Location identification entries
+++++

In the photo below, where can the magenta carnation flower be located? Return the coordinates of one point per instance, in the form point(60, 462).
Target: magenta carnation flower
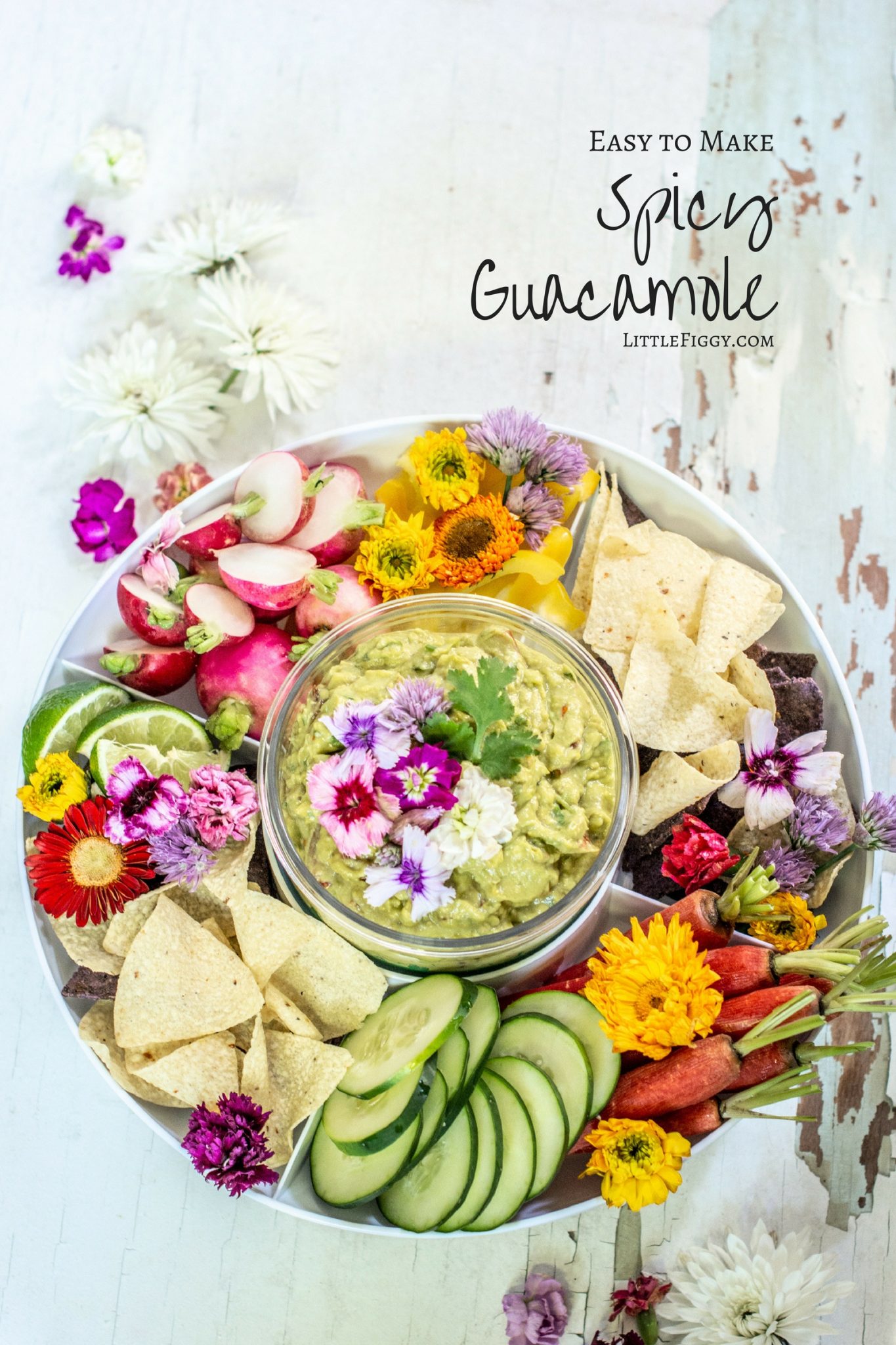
point(228, 1146)
point(222, 805)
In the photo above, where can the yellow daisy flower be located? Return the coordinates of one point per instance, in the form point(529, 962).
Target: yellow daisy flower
point(654, 990)
point(446, 471)
point(639, 1161)
point(55, 783)
point(794, 934)
point(396, 556)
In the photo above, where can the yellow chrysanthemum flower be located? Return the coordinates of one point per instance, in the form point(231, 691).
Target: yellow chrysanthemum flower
point(446, 471)
point(794, 934)
point(654, 990)
point(639, 1161)
point(396, 556)
point(55, 783)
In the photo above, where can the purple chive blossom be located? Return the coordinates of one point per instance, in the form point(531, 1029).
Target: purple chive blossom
point(142, 806)
point(559, 460)
point(817, 824)
point(536, 509)
point(179, 856)
point(876, 825)
point(793, 868)
point(421, 876)
point(228, 1146)
point(763, 789)
point(412, 704)
point(366, 728)
point(507, 439)
point(539, 1314)
point(105, 521)
point(422, 779)
point(89, 248)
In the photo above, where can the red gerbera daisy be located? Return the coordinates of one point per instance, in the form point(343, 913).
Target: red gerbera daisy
point(79, 872)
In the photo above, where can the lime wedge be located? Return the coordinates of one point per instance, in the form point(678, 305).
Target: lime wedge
point(106, 755)
point(61, 716)
point(147, 724)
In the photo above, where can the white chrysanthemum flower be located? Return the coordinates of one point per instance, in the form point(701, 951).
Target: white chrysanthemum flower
point(148, 395)
point(217, 236)
point(765, 1292)
point(280, 345)
point(480, 822)
point(113, 159)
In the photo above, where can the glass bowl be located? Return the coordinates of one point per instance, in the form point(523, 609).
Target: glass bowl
point(476, 619)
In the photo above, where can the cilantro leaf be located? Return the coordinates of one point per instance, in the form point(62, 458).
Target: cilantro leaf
point(503, 753)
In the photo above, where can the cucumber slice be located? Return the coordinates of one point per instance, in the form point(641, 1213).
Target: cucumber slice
point(517, 1158)
point(367, 1125)
point(435, 1187)
point(580, 1016)
point(489, 1146)
point(408, 1028)
point(354, 1179)
point(559, 1053)
point(545, 1111)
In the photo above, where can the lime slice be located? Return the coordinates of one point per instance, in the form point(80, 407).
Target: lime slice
point(106, 755)
point(147, 724)
point(61, 716)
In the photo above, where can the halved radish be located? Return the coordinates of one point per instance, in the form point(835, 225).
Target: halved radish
point(218, 527)
point(148, 613)
point(147, 667)
point(268, 577)
point(341, 513)
point(217, 617)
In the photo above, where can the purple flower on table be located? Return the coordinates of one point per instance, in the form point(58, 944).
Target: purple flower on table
point(539, 1314)
point(142, 805)
point(507, 439)
point(89, 248)
point(817, 824)
point(228, 1146)
point(422, 779)
point(222, 805)
point(364, 728)
point(413, 703)
point(794, 870)
point(105, 521)
point(763, 789)
point(876, 825)
point(536, 509)
point(179, 856)
point(421, 876)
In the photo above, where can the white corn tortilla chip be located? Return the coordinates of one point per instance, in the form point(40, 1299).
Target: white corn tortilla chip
point(675, 783)
point(179, 982)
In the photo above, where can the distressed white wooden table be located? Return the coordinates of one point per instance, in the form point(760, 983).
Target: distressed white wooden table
point(413, 141)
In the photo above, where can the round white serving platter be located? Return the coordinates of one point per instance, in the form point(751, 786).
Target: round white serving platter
point(373, 449)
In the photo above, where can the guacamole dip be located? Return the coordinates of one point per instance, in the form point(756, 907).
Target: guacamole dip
point(563, 790)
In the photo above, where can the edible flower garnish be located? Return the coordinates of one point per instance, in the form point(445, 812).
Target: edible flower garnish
point(55, 783)
point(446, 472)
point(763, 789)
point(228, 1145)
point(639, 1161)
point(79, 873)
point(142, 805)
point(654, 989)
point(696, 854)
point(796, 931)
point(340, 789)
point(421, 876)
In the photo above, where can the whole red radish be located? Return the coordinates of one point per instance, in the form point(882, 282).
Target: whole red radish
point(217, 617)
point(341, 513)
point(237, 684)
point(150, 667)
point(148, 612)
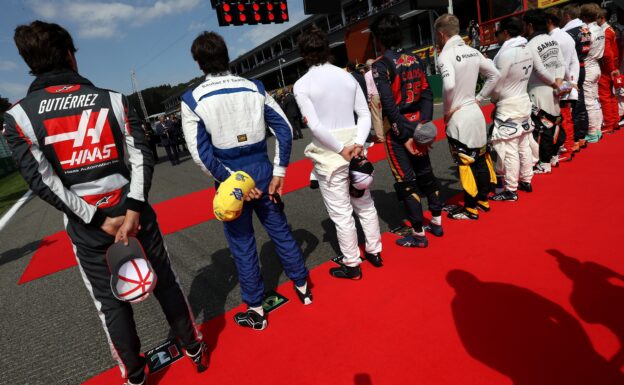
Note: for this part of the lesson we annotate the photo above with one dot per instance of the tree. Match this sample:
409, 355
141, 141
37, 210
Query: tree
4, 106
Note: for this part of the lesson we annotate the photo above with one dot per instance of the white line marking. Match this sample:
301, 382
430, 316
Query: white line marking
9, 214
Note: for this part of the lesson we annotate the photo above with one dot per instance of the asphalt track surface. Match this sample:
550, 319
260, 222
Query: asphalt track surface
50, 328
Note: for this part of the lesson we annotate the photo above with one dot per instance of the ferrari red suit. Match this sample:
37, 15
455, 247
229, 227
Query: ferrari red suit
608, 64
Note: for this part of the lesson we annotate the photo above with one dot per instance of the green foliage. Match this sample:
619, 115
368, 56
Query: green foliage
12, 187
4, 105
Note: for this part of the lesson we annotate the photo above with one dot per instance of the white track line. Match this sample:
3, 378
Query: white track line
9, 214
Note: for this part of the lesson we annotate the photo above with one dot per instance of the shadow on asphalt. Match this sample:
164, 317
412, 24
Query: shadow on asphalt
19, 252
271, 267
525, 336
213, 283
597, 296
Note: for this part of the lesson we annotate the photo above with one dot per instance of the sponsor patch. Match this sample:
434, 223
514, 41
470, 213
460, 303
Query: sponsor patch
63, 89
273, 300
163, 355
238, 194
81, 140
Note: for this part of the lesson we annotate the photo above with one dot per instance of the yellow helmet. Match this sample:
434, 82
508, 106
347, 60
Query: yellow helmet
229, 198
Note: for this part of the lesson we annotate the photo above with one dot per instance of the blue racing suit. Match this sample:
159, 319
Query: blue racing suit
224, 121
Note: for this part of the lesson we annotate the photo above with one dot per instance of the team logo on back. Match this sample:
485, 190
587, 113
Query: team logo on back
81, 140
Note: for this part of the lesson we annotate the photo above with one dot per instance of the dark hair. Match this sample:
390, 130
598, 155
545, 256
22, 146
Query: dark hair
513, 25
44, 46
210, 52
572, 10
554, 15
314, 47
387, 28
537, 18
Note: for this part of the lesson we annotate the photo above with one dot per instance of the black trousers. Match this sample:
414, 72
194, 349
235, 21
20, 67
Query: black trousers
154, 152
296, 125
549, 139
90, 245
482, 178
579, 112
417, 174
172, 152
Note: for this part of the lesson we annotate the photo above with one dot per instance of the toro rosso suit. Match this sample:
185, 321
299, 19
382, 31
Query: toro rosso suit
224, 121
69, 139
407, 100
608, 64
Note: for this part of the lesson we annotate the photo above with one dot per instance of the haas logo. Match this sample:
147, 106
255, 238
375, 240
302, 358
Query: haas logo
81, 140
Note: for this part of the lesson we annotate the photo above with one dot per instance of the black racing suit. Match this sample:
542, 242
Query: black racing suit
69, 139
582, 40
406, 100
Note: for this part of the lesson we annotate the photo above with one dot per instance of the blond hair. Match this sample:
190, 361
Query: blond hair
447, 24
571, 10
590, 11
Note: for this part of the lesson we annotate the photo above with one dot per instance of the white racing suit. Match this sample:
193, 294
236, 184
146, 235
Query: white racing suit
590, 86
512, 128
546, 111
328, 97
460, 66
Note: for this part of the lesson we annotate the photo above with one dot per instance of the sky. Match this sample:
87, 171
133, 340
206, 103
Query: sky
153, 37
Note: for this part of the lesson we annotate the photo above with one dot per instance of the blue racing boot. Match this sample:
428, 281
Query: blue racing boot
413, 241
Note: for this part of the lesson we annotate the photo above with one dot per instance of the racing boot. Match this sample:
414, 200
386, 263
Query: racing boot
199, 357
505, 196
251, 319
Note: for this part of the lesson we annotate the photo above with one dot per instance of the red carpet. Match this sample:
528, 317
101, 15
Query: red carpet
55, 253
529, 294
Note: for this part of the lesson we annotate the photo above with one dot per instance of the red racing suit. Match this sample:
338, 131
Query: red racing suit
406, 100
608, 64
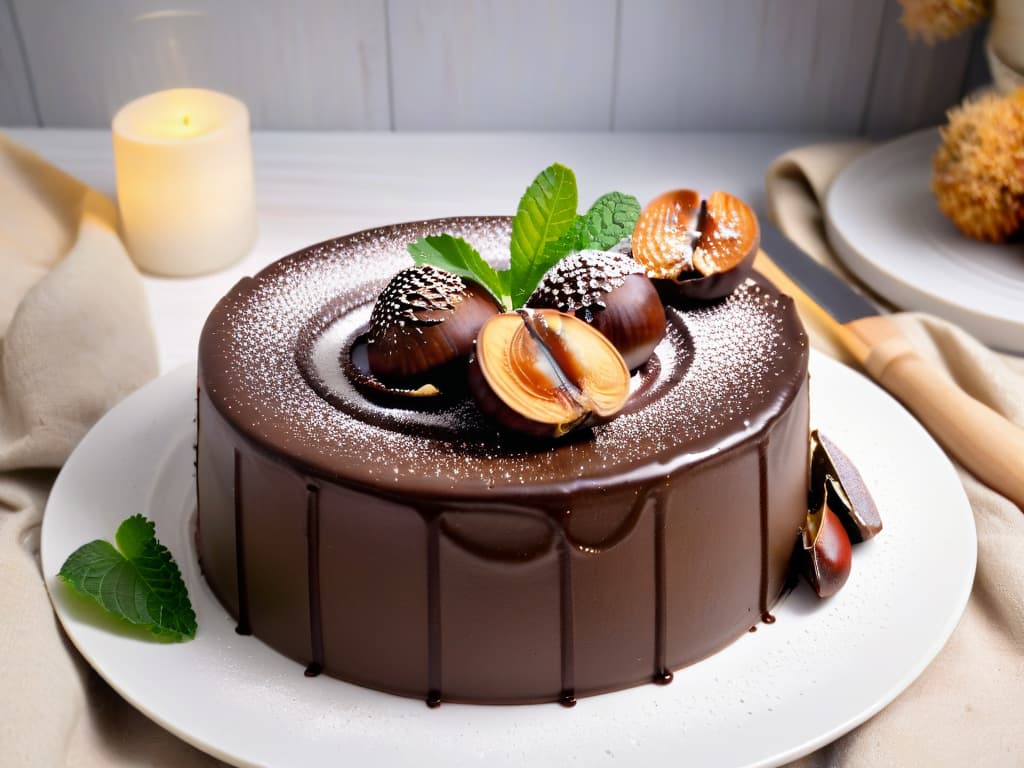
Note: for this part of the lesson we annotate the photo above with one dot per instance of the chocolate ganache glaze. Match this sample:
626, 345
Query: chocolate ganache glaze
416, 549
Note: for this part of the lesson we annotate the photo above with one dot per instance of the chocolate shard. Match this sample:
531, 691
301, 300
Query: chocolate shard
827, 558
839, 480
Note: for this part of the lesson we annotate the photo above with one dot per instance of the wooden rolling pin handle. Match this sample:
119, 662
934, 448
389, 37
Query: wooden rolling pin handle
986, 443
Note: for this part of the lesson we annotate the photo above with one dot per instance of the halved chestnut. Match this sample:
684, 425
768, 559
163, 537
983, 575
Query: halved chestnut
609, 291
423, 326
827, 551
845, 488
546, 373
700, 249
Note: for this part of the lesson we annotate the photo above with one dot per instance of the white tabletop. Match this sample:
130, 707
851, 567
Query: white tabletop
312, 186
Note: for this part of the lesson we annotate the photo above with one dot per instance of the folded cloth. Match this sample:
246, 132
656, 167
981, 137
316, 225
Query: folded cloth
964, 710
75, 338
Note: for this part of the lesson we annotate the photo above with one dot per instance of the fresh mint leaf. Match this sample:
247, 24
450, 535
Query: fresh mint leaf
609, 220
140, 583
546, 213
459, 257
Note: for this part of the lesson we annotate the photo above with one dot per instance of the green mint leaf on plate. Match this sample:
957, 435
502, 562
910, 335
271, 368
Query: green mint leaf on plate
138, 582
546, 214
609, 220
457, 256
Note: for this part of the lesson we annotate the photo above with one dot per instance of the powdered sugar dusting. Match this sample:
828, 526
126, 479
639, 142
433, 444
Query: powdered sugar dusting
721, 366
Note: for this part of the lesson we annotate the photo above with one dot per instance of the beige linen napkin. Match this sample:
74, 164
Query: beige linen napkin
75, 338
966, 708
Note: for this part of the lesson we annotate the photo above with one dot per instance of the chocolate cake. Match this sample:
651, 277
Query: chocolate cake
413, 547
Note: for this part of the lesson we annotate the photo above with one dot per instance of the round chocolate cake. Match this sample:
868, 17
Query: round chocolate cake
413, 547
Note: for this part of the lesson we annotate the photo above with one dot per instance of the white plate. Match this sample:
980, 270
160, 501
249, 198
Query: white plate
821, 669
886, 226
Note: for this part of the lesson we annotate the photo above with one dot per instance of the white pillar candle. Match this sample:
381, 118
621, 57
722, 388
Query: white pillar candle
184, 175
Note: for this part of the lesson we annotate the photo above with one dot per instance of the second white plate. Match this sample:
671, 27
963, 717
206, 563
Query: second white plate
820, 670
886, 226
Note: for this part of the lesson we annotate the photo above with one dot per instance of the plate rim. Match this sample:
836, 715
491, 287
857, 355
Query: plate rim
1005, 333
186, 373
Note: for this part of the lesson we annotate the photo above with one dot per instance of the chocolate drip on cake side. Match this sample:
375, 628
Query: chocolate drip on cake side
567, 697
663, 675
315, 666
244, 627
433, 609
766, 616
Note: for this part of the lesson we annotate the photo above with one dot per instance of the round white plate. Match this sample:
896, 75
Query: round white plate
774, 694
886, 226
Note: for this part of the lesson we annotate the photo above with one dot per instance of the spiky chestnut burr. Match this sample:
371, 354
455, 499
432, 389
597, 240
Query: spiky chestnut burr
609, 291
423, 327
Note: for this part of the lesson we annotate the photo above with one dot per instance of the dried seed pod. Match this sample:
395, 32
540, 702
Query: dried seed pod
423, 326
697, 249
844, 488
609, 291
546, 373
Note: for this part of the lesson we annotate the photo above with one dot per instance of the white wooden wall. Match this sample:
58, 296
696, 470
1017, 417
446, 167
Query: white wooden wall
842, 66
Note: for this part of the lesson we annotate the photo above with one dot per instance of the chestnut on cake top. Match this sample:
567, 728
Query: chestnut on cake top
547, 344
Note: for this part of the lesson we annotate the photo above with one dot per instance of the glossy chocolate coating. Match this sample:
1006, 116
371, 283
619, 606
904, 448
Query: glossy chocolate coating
427, 554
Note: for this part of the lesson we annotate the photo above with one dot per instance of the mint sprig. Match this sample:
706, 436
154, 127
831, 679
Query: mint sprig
138, 582
545, 229
546, 213
458, 257
608, 221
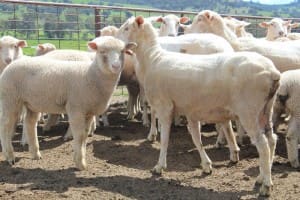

+++++

• What you will do
Rewrite the entries starting at the beginning and ending at the line that contains "point(79, 872)", requests included. Multiply every coordinate in the answers by 1.6 and round to whole numbers with halves going up, but leave the coordinates inside the requests unchanged and omit the pictures.

• Result below
In the photo below, where can the magenta carnation flower be located? Return the coordinates of one point per instance, in the form point(60, 462).
Target: magenta carnation flower
point(365, 1834)
point(355, 1288)
In the photo above, where can the yellow daisy flower be located? Return the coordinates of one point per instance, in the form point(529, 962).
Target: yellow daisy flower
point(1046, 1584)
point(714, 754)
point(1022, 1858)
point(88, 1253)
point(1270, 1494)
point(634, 890)
In the photo above, where can the yellow chrysanthemum flower be located? Return the coordinates of one point per instance, in the form point(231, 691).
Target: yellow chrysanthemum flower
point(714, 754)
point(1270, 1494)
point(1046, 1584)
point(1022, 1858)
point(634, 890)
point(88, 1253)
In the photo above, where can the purple chive blossom be located? Return the coordinates of one point per instance, in the form point(531, 1029).
Target: purple chive blossom
point(227, 1290)
point(894, 736)
point(1307, 1318)
point(858, 814)
point(286, 1370)
point(1402, 1320)
point(1269, 1389)
point(674, 1402)
point(365, 1834)
point(1221, 1262)
point(659, 1126)
point(586, 1165)
point(811, 702)
point(862, 2102)
point(168, 834)
point(675, 1246)
point(142, 397)
In the photo above, where can the red gerbera daisy be located? Return the coordinates of one point per instance, in the form point(343, 913).
Target: red gerbera daisy
point(126, 1395)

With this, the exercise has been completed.